节选文本:

打开微信扫一扫,关注微信公众号【数据与算法联盟】
转载请注明出处: http://blog.csdn.net/gamer_gyt
博主微博: http://weibo.com/234654758
Github: https://github.com/thinkgamer
SparkRDD编程(一)
Spark 的键值对(pair RDD)操作,Scala实现
RDD的分区函数
目前Spark中实现的分区函数包括两种
HashPartitioner(哈希分区)
原理图:RangePartitioner(区域分区)
partitioner这个属性只存在于< K,V>类型的RDD中,对于非< K,V >类型的partitioner的值就是None,partitioner函数即决定了RDD本身的分区数量,也可作为RDD shuffle输出中每个区分进行数据切割的依据。
scala> val rdd = sc.makeRDD(1 to 10,2).map(x=>(x,x))
rdd: org.apache.spark.rdd.RDD[(Int, Int)] = MapPartitionsRDD[1] at map at <console>:27
scala> rdd.partitioner
res0: Option[org.apache.spark.Partitioner] = None
scala> val group_rdd = rdd.groupByKey(new org.apache.spark.HashPartitioner(3))
group_rdd: org.apache.spark.rdd.RDD[(Int, Iterable[Int])] = ShuffledRDD[2] at groupByKey at <console>:29
scala> group_rdd.partitioner
res1: Option[org.apache.spark.Partitioner] = Some(org.apache.spark.HashPartitioner@3)
scala> group_rdd.collect()
res4: Array[(Int, Iterable[Int])] = Array((6,CompactBuffer(6)), (3,CompactBuffer(3)), (9,CompactBuffer(9)), (4,CompactBuffer(4)), (1,CompactBuffer(1)), (7,CompactBuffer(7)), (10,CompactBuffer(10)), (8,CompactBuffer(8)), (5,CompactBuffer(5)), (2,CompactBuffer(2)))
RDD的基本转换操作
1. repartition 和 coalesce
两者都是对rdd分区进行重新划分,repartition只是coalesce接口中shuffle为true的简易实现,这里我们讨论一下coalesce合并函数该如何设置shuffle参数,这里分三种情况(假设RDD有N个分区,需要重新划分为M个分区)
- 如果N < M
一般情况下N个分区有数据分布不均的情况,利用HashPartitioner函数将数据重新分区为M个,这时需要将shuffle的参数设置为true - 如果N > M(两者相差不大)
两者相差不大的情况下,就可以将N中的若干个分区合并未一个分区,最终合并未M个分区,这时可以将shuffle参数设置为false(在shuffle为false的情况下,设置M>N,coalesce是不起作用的),不进行shuffle过程,父RDD和子RDD之间是窄依赖关系。 - 如果N>>M(N远大于M的情况)
N,M相差悬殊的时候如果把shuffle参数设置为false,由于父子
RDD是窄依赖,他们同处在一个Stage中,就有可能造成Spark程序运行的并行度不高,从而影响性能。比如在M为1时,由于只有一个分区,所以只会有一个任务在运行,为了使coalesce之前的操作有更好的并行度,可以将shuffle参数设置为true。

给定题目:
请把节选文本中从“group_rdd: org.apache.spark.rdd.RDD[(Int, Iterable[Int])]”起、一直到“区,需要重新划分为M个分区)”为止的部分一字不改地抄录下来。 这些记录与节选文本没有关联。

检测数据集节选
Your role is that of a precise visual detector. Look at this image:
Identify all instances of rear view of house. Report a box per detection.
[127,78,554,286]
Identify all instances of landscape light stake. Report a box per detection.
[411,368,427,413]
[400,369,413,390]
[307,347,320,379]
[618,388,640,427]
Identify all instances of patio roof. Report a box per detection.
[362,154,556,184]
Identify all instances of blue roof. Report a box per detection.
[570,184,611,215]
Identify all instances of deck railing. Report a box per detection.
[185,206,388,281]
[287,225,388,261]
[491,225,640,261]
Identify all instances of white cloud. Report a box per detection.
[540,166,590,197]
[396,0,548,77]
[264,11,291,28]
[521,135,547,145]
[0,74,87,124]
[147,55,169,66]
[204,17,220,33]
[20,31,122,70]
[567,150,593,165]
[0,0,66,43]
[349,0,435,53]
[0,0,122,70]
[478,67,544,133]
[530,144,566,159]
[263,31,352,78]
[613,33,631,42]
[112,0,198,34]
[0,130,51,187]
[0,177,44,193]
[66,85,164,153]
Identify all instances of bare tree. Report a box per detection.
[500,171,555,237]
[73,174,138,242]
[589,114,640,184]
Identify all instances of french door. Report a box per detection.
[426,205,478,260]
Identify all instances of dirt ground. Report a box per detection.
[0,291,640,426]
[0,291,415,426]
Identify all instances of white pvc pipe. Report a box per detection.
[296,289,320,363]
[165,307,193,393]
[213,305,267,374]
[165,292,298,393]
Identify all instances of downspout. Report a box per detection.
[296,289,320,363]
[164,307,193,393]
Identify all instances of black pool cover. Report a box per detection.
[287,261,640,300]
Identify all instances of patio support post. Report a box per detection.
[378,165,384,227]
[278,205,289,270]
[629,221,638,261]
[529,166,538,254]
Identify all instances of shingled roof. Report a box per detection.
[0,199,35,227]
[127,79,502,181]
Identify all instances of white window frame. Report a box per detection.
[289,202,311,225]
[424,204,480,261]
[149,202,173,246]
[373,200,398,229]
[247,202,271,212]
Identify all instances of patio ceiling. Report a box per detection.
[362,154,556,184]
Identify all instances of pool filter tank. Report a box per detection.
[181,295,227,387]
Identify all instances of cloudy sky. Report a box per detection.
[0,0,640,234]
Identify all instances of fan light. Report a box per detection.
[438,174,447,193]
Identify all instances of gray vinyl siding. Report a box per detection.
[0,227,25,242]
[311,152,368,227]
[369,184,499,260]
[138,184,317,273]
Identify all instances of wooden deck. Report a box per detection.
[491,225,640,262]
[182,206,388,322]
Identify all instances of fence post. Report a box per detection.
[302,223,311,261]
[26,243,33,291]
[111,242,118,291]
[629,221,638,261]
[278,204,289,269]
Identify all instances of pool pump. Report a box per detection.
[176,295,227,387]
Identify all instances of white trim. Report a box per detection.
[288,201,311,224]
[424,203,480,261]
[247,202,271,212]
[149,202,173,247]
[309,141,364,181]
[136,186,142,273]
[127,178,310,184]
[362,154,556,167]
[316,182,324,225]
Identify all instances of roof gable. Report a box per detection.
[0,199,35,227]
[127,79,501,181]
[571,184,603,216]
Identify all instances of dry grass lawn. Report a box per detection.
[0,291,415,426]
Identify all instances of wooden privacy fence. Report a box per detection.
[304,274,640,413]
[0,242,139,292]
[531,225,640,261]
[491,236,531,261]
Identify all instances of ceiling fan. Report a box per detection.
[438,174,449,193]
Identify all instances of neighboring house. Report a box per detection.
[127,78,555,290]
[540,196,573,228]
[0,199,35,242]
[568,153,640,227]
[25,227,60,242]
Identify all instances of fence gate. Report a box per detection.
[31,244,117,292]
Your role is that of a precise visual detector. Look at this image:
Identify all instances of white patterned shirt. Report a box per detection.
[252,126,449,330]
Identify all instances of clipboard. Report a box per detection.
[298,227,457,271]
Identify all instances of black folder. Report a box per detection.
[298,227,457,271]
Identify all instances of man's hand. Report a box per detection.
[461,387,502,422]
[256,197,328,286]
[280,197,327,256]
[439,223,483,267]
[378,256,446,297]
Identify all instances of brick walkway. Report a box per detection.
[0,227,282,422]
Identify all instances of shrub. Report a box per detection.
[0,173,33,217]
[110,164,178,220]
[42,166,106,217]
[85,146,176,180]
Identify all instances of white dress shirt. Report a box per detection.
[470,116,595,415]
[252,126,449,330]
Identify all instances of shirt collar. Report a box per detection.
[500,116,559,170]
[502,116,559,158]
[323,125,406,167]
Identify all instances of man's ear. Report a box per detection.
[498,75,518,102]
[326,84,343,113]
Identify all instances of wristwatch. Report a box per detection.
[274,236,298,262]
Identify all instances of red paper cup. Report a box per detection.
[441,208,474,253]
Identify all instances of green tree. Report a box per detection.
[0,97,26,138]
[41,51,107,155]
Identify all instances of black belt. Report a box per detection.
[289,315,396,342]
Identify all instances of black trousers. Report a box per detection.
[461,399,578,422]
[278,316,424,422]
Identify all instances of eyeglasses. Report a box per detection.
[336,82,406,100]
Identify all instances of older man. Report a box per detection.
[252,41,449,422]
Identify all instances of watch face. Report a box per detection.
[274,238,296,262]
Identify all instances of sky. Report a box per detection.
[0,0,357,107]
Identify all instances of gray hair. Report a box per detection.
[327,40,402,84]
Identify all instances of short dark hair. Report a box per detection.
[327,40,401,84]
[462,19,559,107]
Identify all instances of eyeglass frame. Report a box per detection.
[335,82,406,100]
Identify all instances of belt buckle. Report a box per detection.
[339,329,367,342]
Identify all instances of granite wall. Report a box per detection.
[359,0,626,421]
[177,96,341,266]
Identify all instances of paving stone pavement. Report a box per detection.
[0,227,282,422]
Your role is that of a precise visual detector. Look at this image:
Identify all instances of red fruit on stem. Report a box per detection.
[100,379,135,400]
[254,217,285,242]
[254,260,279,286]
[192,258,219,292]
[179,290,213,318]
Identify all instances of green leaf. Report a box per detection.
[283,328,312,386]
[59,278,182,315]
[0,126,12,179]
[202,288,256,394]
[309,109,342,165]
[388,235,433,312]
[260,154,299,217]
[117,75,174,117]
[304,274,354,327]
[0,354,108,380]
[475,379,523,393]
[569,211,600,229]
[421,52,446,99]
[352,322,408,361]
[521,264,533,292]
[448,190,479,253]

书面作答:
group_rdd: org.apache.spark.rdd.RDD[(Int, Iterable[Int])] = ShuffledRDD[2] at groupByKey at <console>:29
scala> group_rdd.partitioner
res1: Option[org.apache.spark.Partitioner] = Some(org.apache.spark.HashPartitioner@3)
scala> group_rdd.collect()
res4: Array[(Int, Iterable[Int])] = Array((6,CompactBuffer(6)), (3,CompactBuffer(3)), (9,CompactBuffer(9)), (4,CompactBuffer(4)), (1,CompactBuffer(1)), (7,CompactBuffer(7)), (10,CompactBuffer(10)), (8,CompactBuffer(8)), (5,CompactBuffer(5)), (2,CompactBuffer(2)))
RDD的基本转换操作
1. repartition 和 coalesce
两者都是对rdd分区进行重新划分,repartition只是coalesce接口中shuffle为true的简易实现,这里我们讨论一下coalesce合并函数该如何设置shuffle参数,这里分三种情况(假设RDD有N个分区,需要重新划分为M个分区)